DIRECTIONS FOR THIS TASK:
Each line of the data has to be written out again exactly as shown.

PROVIDED ENTRIES:
══════════════════════════════

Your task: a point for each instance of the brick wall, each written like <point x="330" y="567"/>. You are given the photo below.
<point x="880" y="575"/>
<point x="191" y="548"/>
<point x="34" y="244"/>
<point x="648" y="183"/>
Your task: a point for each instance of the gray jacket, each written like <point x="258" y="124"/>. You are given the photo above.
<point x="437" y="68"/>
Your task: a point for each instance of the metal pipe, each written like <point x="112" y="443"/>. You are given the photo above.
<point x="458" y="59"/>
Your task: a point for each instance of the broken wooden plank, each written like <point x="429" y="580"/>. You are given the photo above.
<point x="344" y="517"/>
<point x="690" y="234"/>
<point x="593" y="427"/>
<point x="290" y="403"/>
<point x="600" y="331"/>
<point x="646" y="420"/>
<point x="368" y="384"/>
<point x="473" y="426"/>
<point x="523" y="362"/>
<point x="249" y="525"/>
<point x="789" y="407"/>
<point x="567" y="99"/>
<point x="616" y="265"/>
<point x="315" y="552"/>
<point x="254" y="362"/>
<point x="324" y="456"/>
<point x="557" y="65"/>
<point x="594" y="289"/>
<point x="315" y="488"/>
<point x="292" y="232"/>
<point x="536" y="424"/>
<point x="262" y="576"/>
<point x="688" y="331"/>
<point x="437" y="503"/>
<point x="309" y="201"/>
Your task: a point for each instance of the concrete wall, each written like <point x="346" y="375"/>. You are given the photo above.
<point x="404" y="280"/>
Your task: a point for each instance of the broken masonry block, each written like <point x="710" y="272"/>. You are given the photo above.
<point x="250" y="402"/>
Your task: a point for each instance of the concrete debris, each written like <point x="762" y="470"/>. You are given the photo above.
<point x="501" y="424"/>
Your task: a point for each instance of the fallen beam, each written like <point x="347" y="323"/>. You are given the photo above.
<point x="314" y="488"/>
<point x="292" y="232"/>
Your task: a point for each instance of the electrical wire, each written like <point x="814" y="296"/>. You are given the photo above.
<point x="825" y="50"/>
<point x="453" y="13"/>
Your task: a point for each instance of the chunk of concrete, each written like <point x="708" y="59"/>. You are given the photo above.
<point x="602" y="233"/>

══════════════════════════════

SOLUTION FOR THIS PROBLEM:
Your task: a point for each instance of the brick wall, each written like <point x="330" y="567"/>. You are given the photo below.
<point x="880" y="575"/>
<point x="191" y="548"/>
<point x="34" y="244"/>
<point x="648" y="183"/>
Your task: a point for each instance of the gray jacket, each written like <point x="258" y="124"/>. You are given the photo above.
<point x="437" y="68"/>
Your task: a point for each instance of the metal pipe, each written like <point x="112" y="443"/>. You are given the photo above.
<point x="458" y="59"/>
Your task: a point for each instance of the broken wooden plank, each written like <point x="429" y="580"/>. You are given the photo above.
<point x="344" y="517"/>
<point x="690" y="234"/>
<point x="593" y="427"/>
<point x="290" y="403"/>
<point x="600" y="331"/>
<point x="646" y="420"/>
<point x="368" y="384"/>
<point x="473" y="426"/>
<point x="523" y="362"/>
<point x="249" y="525"/>
<point x="789" y="407"/>
<point x="567" y="99"/>
<point x="616" y="265"/>
<point x="315" y="552"/>
<point x="254" y="362"/>
<point x="324" y="456"/>
<point x="557" y="65"/>
<point x="594" y="289"/>
<point x="315" y="488"/>
<point x="292" y="232"/>
<point x="536" y="424"/>
<point x="262" y="576"/>
<point x="688" y="331"/>
<point x="437" y="503"/>
<point x="309" y="201"/>
Your task: a point for each instance of the concrete wall, each written like <point x="346" y="375"/>. You are given the photo above.
<point x="404" y="280"/>
Your task: a point for each instance of the broken masonry block, each written like <point x="710" y="272"/>. You are given the photo above.
<point x="250" y="402"/>
Your task: a point for each instance of the concrete debris, each written like <point x="762" y="470"/>. You are given the photo above.
<point x="501" y="424"/>
Your task: a point for each instance of the fallen beam, each written like <point x="347" y="323"/>. You are given the photo above.
<point x="314" y="488"/>
<point x="292" y="232"/>
Your task: a point for each instance of the electrical wire, each written like <point x="814" y="296"/>. You are given the photo above.
<point x="825" y="50"/>
<point x="453" y="13"/>
Your task: a point for each instance of the chunk of concrete, each written like <point x="708" y="59"/>. You are given the photo above.
<point x="602" y="233"/>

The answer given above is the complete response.